▸ What you have to do
The listing has to be given again in full and exactly.

▸ Records shown

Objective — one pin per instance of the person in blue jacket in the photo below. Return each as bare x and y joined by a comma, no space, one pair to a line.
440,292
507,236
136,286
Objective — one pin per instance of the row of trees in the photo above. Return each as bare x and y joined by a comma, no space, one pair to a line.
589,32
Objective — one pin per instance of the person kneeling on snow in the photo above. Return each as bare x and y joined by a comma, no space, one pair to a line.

▸ Exercise solution
Objective — one pin per instance of the person in blue jacket in the photo below. Return each as bare x and y joined by a comma, no space, one pair to a line.
440,292
507,236
136,286
Objective — one pin per instance of the row of trees in the photo above. Return each as bare x and y joined by a comma, no space, one pair to a line.
589,32
Objective — one pin per instance of the person kneeling on snow in the photo above. Return each as bare x and y joined by a comma, no space, one pair to a line.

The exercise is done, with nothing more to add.